**What you have to do:** Copy verbatim the lines of the records below, from the line containing "green sepal, writing" through the end of the records, including both.

Dataset rows:
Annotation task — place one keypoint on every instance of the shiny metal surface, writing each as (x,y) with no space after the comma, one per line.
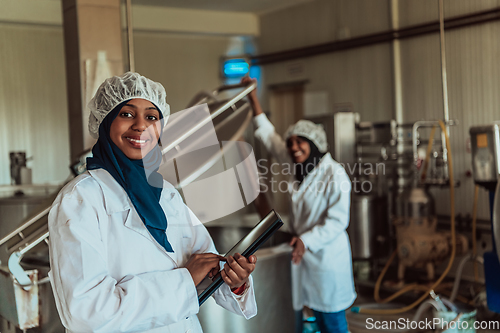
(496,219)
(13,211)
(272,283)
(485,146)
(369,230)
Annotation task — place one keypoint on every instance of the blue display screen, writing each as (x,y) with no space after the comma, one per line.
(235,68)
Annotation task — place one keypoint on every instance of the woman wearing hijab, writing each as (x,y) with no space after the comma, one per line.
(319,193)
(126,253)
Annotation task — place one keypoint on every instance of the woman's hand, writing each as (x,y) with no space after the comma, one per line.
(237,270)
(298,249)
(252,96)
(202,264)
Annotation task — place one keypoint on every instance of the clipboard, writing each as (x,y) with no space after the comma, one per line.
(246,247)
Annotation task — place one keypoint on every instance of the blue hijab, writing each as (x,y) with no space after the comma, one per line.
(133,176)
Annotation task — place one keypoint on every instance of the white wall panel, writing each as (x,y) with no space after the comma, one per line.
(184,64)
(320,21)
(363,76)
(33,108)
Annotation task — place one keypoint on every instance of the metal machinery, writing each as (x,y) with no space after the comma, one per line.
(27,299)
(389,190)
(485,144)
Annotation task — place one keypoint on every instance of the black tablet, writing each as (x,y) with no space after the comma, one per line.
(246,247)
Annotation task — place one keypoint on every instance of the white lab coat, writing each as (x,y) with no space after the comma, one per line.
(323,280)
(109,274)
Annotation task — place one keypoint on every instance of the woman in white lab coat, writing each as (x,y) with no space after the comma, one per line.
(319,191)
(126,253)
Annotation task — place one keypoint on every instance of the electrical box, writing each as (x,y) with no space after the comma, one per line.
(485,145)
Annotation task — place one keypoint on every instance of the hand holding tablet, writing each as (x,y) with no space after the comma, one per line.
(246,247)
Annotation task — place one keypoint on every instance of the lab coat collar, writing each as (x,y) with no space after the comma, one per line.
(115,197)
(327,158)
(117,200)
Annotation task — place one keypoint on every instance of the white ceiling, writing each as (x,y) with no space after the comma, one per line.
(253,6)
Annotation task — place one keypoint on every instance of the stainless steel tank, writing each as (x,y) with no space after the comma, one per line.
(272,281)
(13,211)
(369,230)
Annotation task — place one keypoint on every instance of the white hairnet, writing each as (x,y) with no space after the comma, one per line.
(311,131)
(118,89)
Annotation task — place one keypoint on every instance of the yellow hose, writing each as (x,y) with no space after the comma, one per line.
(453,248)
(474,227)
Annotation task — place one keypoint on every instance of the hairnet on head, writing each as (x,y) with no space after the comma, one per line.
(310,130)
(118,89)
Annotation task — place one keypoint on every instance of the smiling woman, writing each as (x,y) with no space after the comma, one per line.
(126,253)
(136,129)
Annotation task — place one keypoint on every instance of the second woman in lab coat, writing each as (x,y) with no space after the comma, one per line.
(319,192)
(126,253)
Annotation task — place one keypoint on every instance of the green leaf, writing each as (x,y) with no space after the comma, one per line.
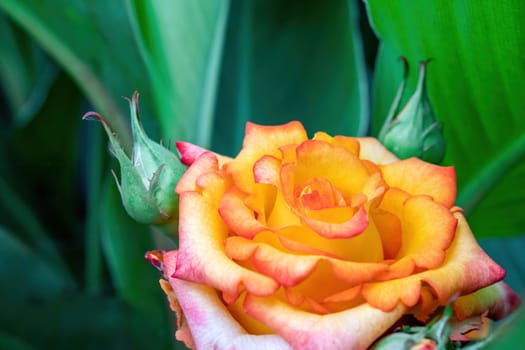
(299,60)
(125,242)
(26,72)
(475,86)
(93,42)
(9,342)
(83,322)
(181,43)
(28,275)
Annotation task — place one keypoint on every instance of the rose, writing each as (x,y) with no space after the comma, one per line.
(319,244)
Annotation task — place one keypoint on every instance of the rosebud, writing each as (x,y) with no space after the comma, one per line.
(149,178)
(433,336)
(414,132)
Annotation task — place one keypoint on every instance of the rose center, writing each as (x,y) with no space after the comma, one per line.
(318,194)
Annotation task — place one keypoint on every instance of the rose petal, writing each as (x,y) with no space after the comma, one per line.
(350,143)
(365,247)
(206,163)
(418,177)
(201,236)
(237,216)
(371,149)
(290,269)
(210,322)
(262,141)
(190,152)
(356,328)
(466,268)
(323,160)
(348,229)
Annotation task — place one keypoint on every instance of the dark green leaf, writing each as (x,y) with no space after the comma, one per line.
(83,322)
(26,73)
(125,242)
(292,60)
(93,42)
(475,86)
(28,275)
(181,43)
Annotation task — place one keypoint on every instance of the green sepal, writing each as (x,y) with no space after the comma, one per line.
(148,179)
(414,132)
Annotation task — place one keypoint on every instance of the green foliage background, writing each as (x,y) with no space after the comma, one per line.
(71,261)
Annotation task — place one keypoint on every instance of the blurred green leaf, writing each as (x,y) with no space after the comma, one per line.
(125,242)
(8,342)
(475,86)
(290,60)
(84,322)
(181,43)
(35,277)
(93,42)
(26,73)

**Final result:**
Annotation task — place one keypoint on every instance of the green sepal, writing each as (x,y) with no space after the comma, one per line.
(148,179)
(414,132)
Annotation task — place one keypoint on every instance of the green foliage background, writing each as (x,y) with no space after the comma, one per line.
(71,261)
Annotation task — place one keypoint on every instance of the blurred green leaf, writing each as (x,y) with no space after the comma, one per line.
(125,242)
(8,342)
(475,86)
(290,60)
(84,322)
(181,43)
(35,277)
(93,42)
(26,73)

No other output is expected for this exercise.